▼▼▼
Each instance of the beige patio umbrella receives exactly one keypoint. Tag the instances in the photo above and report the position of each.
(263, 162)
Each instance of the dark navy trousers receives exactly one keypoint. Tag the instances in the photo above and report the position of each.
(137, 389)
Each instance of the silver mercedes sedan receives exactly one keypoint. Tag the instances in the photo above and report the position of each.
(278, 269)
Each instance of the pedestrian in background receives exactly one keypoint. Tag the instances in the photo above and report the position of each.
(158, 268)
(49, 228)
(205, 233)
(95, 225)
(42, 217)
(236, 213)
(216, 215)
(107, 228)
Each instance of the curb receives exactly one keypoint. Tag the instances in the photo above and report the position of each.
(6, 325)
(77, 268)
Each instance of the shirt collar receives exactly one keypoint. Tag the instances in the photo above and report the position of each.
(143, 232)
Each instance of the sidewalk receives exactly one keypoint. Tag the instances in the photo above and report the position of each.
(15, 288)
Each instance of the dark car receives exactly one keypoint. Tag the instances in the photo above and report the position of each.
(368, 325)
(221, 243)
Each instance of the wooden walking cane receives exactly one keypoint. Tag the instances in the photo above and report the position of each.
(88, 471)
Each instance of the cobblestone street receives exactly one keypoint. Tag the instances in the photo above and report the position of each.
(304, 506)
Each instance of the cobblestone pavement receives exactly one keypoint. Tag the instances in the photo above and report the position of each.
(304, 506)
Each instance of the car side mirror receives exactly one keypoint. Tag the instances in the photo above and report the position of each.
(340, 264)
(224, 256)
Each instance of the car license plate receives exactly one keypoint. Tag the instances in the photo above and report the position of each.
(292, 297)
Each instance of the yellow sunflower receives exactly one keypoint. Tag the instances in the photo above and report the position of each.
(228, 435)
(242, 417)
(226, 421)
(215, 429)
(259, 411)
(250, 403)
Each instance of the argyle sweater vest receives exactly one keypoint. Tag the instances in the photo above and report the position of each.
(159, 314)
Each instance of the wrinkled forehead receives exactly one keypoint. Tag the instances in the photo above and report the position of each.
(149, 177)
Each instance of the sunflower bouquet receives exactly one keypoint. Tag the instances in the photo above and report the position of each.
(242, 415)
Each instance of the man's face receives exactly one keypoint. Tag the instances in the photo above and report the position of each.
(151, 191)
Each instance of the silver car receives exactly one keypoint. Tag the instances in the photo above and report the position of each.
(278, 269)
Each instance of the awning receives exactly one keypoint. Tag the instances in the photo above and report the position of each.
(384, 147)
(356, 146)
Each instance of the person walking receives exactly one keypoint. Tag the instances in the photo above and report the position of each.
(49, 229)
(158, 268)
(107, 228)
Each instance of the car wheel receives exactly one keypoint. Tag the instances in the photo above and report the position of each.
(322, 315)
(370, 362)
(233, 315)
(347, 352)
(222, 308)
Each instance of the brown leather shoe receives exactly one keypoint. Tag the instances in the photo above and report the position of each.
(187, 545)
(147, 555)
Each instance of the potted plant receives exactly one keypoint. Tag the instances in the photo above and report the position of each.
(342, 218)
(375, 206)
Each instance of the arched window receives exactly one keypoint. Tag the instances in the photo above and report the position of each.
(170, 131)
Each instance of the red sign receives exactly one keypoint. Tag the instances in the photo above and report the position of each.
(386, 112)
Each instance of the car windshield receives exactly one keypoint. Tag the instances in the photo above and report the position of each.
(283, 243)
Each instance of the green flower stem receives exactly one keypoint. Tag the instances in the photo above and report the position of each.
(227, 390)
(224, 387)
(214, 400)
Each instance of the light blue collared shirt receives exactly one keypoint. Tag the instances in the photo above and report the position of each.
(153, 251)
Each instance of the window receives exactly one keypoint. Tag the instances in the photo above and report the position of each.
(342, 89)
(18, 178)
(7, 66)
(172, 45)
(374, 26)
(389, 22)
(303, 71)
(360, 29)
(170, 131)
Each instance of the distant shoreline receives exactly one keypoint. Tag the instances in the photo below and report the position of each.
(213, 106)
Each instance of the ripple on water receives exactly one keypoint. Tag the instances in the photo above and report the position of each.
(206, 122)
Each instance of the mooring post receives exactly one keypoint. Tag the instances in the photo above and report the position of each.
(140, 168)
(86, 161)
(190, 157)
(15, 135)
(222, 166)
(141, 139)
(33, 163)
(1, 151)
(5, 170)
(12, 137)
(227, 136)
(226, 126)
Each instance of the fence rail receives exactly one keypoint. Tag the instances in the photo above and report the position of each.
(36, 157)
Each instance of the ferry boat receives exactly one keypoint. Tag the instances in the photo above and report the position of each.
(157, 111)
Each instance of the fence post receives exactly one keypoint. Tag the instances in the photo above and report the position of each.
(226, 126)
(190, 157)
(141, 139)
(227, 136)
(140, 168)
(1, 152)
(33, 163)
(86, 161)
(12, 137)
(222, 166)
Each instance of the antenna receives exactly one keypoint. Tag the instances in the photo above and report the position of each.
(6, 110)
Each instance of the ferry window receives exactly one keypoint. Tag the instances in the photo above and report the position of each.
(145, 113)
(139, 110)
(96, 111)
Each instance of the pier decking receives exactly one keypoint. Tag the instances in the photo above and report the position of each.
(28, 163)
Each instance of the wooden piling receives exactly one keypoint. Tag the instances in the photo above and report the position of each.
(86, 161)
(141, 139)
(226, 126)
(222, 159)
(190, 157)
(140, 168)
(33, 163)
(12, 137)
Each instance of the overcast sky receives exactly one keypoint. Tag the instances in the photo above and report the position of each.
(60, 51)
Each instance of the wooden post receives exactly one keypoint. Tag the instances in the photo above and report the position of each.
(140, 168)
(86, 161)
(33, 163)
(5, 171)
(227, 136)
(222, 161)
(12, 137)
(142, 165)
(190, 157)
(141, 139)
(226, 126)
▲▲▲
**What to produce**
Above are some records. Print them all exactly.

**Finished exercise**
Each instance of the beige patio umbrella receives exactly one keypoint. Tag the instances in the photo above and report the position of each.
(263, 162)
Each instance of the dark navy trousers receives exactly one keypoint. Tag the instances in the photo above and report the position of each.
(137, 389)
Each instance of the silver mercedes sedan receives exactly one keypoint. Tag the instances in the photo above and report the position of each.
(278, 269)
Each instance of the pedestrian in background receives exactly one keypoint. Tag the instances in the photo above and report the position of each.
(158, 268)
(49, 228)
(205, 233)
(95, 225)
(42, 217)
(236, 213)
(216, 215)
(107, 228)
Each instance of the curb receives exactly one keypoint. Tag the instances in the photo above and report the position of each.
(6, 325)
(77, 268)
Each instance of the shirt collar receives exactly one keypoint. Tag the instances in the photo above and report the position of each.
(143, 232)
Each instance of the sidewalk receives exactly one keypoint. Tag the instances in the photo above and report the position of each.
(15, 288)
Each instance of the dark car receives exactly one keypoint. Tag the instances in the photo above and report the position of each.
(368, 325)
(221, 243)
Each instance of the wooden walking cane receives exactly one keypoint. Tag the instances in the photo above and report the position of each.
(88, 471)
Each instance of the cobblestone street receives exactly one keypoint. Tag the instances in the photo above and report the position of each.
(304, 506)
Each instance of the cobblestone pavement receives exactly one keypoint. Tag the instances in the photo above and report the position of each.
(304, 506)
Each instance of the car side mirror receives exactly one keypoint. Tag the instances in the photo above and report the position of each.
(340, 264)
(224, 256)
Each instance of the car license plate receives exactly one keypoint. Tag the instances in the photo above and report the position of each.
(292, 297)
Each instance of the yellow sunflower receives exactly one keypoint. Tag the instances in the photo above and report the position of each.
(228, 435)
(242, 417)
(226, 421)
(215, 429)
(259, 411)
(250, 403)
Each instance of the argyle sweater vest receives exactly one keypoint. Tag the instances in the photo above and report the position of each.
(159, 314)
Each instance of the wrinkled forehead receives exactly one keypoint. Tag the instances in the photo above and report the position of each.
(149, 177)
Each instance of the sunflower bouquet receives exactly one keypoint. Tag the instances in the photo above and report the position of each.
(242, 415)
Each instance of the man's face receives exactly one keypoint. Tag the instances in the photo above and report the position of each.
(151, 191)
Each instance of the silver car receives exactly one keypoint. Tag the instances in the photo above and report the position of each.
(278, 269)
Each instance of the awning receives exactly one keypoint. Tag the instances in the photo above and report the position of each.
(384, 147)
(356, 146)
Each instance of the person walking receives exactly one keypoint. Tag the instances in the photo above and report the position of each.
(49, 229)
(158, 268)
(107, 228)
Each instance of the car wheel receives exactly one keypoint. Tag the instances in the photo above and report the position of each.
(322, 315)
(370, 362)
(233, 315)
(347, 352)
(222, 308)
Each instance of the brown leather shoe receives exactly one keypoint. Tag the instances in the photo above and report the position of each.
(187, 545)
(147, 555)
Each instance of the potted plant receives exactly one keypoint. Tag the instances in the photo above and report the position of each.
(342, 218)
(375, 206)
Each instance of the arched window receives exactly one keypoint. Tag the instances in the photo above and report the position of each.
(170, 131)
Each instance of the red sign receives exactly one keypoint. Tag the instances in the photo above and report the position of each.
(386, 112)
Each instance of the car windshield receives exactly one keypoint. Tag the instances in the photo above and report the position of each.
(283, 243)
Each instance of the green flower stem receives exactly one keypoint. Tag the instances in the photo above and report the position of each.
(227, 390)
(224, 387)
(214, 400)
Each instance of the light blue collared shirt receives exactly one keypoint. Tag the instances in the photo above and report the position of each.
(153, 251)
Each instance of the window receives exactly one keypoint. Tag the instances in the photo above and report the position of each.
(342, 89)
(18, 178)
(7, 66)
(172, 45)
(374, 26)
(389, 22)
(303, 71)
(360, 29)
(170, 131)
Each instance of the distant shoreline receives exactly one keypoint. Tag the instances in the photo below and report the position of each.
(213, 106)
Each instance of the ripple on water receives exactly one keypoint. Tag the instances in the photo above and report the position of each.
(206, 122)
Each instance of the mooring post receives exactly one keypoint. Tag the instances in the photo above and report the position of each.
(140, 168)
(86, 161)
(190, 157)
(15, 135)
(222, 166)
(141, 139)
(33, 163)
(1, 151)
(5, 170)
(12, 137)
(227, 136)
(226, 126)
Each instance of the fence rail receives exactly one keypoint. Tag the instances in the photo above and report the position of each.
(36, 157)
Each instance of the ferry boat receives exactly one keypoint. Tag the instances in the photo above and report the position of each.
(157, 111)
Each instance of the fence post receives exactly one keypoint. Tag the instances in the photo above and report the position of each.
(226, 126)
(190, 157)
(141, 139)
(227, 136)
(140, 168)
(1, 152)
(33, 163)
(86, 161)
(12, 137)
(222, 166)
Each instance of the antenna receives exactly one keypoint. Tag the instances in the photo above and report the position of each.
(6, 110)
Each instance of the ferry window receives exactly one keypoint. Tag the instances in the photo above and report the position of each.
(145, 113)
(139, 110)
(96, 111)
Each instance of the pier decking receives exactly one keypoint. Tag the instances in the photo above and report the position of each.
(28, 163)
Each instance of the wooden piling receives exactly one keypoint. Tag the instances in the photo above and report the position of each.
(86, 161)
(141, 139)
(226, 126)
(222, 159)
(190, 157)
(140, 168)
(33, 163)
(12, 137)
Each instance of the overcast sky receives exactly one keypoint. Tag the instances in the photo above and report the position of each.
(60, 51)
Each instance of the wooden post receives exactly one keypoint. Tag the instances in the photo above and report the position of each.
(140, 168)
(86, 161)
(33, 163)
(5, 171)
(227, 136)
(222, 161)
(12, 137)
(142, 165)
(190, 157)
(141, 139)
(226, 126)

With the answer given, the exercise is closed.